## Start Data provided

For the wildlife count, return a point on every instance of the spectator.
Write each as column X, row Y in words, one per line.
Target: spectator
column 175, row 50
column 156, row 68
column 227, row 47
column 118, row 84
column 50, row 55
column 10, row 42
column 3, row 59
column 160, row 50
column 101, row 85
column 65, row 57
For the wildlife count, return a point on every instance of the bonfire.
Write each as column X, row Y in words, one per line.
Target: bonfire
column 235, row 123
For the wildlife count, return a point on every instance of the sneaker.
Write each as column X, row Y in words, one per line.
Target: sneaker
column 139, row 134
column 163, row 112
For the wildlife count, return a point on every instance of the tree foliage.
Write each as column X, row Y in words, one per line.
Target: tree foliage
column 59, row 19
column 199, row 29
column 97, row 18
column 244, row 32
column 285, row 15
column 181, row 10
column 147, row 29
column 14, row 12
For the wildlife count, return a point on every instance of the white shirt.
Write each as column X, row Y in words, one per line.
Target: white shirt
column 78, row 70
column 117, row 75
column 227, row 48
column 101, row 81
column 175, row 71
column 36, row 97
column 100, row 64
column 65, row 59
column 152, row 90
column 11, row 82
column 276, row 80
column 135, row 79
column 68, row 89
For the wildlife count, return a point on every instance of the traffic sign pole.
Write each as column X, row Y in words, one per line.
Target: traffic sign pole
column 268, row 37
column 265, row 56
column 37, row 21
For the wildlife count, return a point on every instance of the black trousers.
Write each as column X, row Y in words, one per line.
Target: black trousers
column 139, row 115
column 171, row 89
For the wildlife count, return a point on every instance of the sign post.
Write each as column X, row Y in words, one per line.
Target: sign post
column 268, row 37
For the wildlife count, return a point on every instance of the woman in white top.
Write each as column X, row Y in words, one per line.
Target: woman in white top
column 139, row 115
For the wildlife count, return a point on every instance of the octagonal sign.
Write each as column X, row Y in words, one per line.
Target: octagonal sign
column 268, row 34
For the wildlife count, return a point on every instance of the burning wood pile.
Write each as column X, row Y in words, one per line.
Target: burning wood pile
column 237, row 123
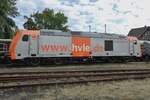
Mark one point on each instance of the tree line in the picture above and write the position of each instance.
(47, 19)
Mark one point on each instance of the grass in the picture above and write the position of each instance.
(123, 90)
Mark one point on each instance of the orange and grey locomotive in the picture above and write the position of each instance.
(54, 46)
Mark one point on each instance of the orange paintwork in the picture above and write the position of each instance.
(81, 46)
(132, 39)
(13, 45)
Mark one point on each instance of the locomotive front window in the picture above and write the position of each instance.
(25, 38)
(108, 45)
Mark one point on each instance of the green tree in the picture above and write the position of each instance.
(8, 11)
(47, 19)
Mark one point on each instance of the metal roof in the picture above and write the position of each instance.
(5, 40)
(138, 32)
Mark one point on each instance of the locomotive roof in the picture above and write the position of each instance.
(82, 34)
(5, 40)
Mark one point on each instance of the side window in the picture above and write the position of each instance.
(108, 45)
(25, 38)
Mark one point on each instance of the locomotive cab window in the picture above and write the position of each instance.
(25, 38)
(108, 45)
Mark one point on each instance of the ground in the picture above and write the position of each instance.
(121, 90)
(116, 90)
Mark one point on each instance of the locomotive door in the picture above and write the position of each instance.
(131, 48)
(33, 45)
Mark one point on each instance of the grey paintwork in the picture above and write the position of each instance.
(32, 48)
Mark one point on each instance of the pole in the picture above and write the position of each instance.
(105, 28)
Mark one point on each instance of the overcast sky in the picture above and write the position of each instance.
(119, 15)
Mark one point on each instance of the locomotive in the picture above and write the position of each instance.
(40, 46)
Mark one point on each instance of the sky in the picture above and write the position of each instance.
(118, 15)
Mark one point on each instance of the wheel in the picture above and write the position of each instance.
(35, 61)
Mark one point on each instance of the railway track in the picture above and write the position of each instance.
(16, 79)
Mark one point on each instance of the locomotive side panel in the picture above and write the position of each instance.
(121, 47)
(54, 46)
(109, 47)
(81, 46)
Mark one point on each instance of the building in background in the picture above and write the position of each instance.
(142, 33)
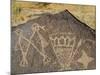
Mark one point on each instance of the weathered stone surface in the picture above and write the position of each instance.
(58, 42)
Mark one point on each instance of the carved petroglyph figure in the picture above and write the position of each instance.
(63, 46)
(35, 29)
(85, 59)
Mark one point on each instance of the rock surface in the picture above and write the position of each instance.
(52, 42)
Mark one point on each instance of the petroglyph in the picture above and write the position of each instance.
(63, 46)
(44, 43)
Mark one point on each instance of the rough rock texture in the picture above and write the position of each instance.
(52, 42)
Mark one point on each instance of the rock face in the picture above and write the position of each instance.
(58, 42)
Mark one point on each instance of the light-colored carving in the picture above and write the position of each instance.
(35, 29)
(85, 59)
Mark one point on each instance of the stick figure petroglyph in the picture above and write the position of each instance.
(35, 29)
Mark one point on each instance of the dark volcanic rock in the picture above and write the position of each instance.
(49, 43)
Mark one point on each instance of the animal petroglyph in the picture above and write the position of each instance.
(35, 29)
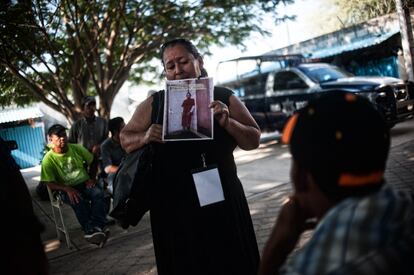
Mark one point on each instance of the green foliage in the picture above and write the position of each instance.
(58, 51)
(354, 11)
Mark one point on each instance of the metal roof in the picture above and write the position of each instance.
(352, 46)
(19, 113)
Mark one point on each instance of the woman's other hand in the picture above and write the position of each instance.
(153, 134)
(221, 112)
(238, 122)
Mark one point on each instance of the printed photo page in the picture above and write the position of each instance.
(186, 112)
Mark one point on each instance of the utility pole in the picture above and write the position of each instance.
(407, 40)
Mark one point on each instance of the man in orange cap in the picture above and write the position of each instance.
(339, 145)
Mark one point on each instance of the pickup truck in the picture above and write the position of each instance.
(272, 97)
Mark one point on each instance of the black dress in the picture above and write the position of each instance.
(188, 239)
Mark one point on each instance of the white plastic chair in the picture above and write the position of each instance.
(57, 204)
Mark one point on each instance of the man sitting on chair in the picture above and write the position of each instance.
(64, 168)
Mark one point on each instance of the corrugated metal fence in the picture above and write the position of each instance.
(30, 142)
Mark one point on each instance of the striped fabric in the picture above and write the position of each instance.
(372, 235)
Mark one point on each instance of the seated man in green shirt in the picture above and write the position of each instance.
(64, 169)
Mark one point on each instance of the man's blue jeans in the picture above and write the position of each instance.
(90, 211)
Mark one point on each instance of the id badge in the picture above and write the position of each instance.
(208, 185)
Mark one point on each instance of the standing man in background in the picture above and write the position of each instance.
(111, 150)
(89, 131)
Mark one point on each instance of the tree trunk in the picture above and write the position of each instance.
(407, 40)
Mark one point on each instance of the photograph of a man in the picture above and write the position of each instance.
(187, 115)
(188, 109)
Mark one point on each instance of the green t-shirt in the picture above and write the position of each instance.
(67, 168)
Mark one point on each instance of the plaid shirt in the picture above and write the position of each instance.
(370, 235)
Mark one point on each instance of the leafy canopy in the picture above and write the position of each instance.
(58, 51)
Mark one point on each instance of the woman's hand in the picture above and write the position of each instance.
(221, 112)
(153, 134)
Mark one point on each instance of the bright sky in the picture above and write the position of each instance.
(283, 35)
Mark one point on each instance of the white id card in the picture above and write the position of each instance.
(208, 186)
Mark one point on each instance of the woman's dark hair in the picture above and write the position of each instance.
(188, 45)
(115, 124)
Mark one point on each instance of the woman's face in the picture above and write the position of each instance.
(180, 64)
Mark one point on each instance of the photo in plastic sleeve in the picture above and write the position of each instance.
(186, 112)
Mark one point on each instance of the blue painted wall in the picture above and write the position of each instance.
(30, 142)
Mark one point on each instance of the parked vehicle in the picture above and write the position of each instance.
(272, 97)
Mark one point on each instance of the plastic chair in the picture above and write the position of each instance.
(57, 204)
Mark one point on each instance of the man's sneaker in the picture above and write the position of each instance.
(97, 237)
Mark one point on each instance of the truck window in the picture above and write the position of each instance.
(288, 81)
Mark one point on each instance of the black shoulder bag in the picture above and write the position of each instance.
(133, 181)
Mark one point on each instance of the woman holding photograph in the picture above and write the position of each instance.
(191, 237)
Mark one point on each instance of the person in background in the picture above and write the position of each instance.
(188, 110)
(22, 247)
(339, 145)
(111, 151)
(64, 169)
(193, 232)
(89, 131)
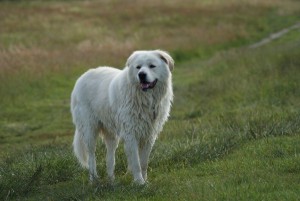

## End Data provided

Render the rows from the start through the line holding "column 163, row 112", inclusive, as a two-column CSV with the headers instruction and response. Give one line of the file for each row, and put the row's text and its answer each in a single quoted field, with line breaks replaced by spaces.

instruction,response
"For the wildlife count, return a point on every instance of the spectator. Write each as column X, row Y in words, one per line. Target: spectator","column 175, row 50 column 156, row 68 column 227, row 47 column 118, row 84 column 50, row 55 column 10, row 42 column 3, row 59 column 160, row 50 column 101, row 85 column 65, row 57"
"For the wildlife count, return a point on every instance of the bonfire. Write each as column X, row Y in words, one per line. Target: bonfire","column 235, row 123"
"For the wildlife count, return a point on every instance of the sneaker. Write each as column X, row Y in words, one per line. Target: sneaker","column 139, row 134 column 163, row 112"